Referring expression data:
--------------------------------------------------
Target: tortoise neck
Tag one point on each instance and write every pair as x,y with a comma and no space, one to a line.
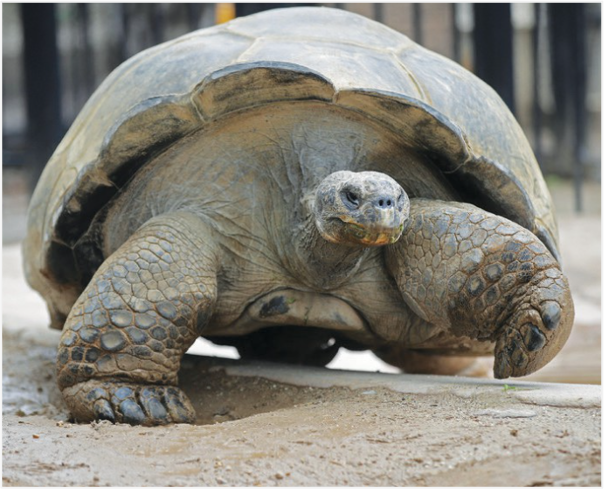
326,265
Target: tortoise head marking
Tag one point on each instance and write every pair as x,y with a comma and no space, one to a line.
360,209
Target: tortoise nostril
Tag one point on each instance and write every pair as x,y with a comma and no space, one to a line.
384,203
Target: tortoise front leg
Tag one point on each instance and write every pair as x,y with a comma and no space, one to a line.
123,341
484,277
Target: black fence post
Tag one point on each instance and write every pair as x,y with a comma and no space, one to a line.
567,38
493,53
42,85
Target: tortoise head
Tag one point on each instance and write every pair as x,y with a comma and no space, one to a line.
360,209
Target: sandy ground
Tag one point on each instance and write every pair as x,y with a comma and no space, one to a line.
320,427
273,425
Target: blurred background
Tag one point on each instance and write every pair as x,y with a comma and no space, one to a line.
543,59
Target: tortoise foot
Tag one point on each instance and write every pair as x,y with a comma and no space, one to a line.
536,332
123,402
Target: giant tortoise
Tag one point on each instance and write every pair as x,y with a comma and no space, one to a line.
289,183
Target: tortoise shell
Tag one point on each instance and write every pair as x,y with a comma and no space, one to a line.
457,122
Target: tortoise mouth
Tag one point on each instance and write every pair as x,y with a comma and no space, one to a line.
351,231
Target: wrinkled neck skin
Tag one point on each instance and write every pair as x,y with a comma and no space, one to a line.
327,265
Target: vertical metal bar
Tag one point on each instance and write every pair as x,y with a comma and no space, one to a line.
155,20
417,23
86,52
567,31
378,12
455,34
42,84
493,51
537,114
125,29
580,103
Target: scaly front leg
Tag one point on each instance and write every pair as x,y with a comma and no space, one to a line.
484,277
123,341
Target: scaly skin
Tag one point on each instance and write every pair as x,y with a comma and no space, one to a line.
123,341
484,277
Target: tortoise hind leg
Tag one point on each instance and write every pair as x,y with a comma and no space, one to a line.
484,277
123,341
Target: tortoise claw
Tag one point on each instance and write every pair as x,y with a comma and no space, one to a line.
128,403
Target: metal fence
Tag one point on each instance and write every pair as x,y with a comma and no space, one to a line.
543,59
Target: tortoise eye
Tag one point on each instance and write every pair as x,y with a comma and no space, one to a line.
352,197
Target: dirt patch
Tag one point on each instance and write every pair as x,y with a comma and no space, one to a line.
255,431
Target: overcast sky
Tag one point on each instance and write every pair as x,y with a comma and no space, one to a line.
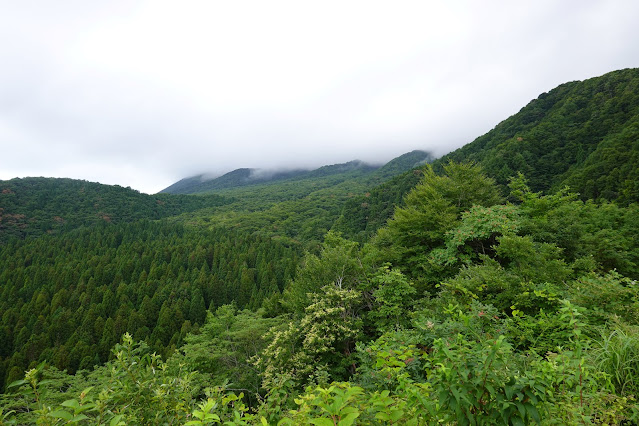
142,94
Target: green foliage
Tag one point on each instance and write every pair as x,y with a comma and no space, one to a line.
319,344
582,134
68,298
31,207
392,294
616,353
432,209
338,263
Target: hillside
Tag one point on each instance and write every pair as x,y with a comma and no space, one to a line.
301,209
262,178
35,206
584,134
444,297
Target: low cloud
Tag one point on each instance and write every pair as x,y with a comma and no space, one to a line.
145,94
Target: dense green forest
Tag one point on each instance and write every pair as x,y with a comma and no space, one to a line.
452,293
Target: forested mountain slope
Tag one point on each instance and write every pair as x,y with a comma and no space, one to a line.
300,210
584,134
68,298
35,206
469,297
265,178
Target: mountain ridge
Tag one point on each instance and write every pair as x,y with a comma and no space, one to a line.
253,176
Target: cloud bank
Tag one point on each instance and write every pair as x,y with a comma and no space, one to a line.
142,94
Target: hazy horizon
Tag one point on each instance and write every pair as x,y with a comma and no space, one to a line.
143,94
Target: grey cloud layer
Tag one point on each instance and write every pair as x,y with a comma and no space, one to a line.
--------------------------------------------------
• [Directions for this task]: Your answer must be a single number: the count of lines in the records that hold the word "fence".

• [Solution for this problem]: 2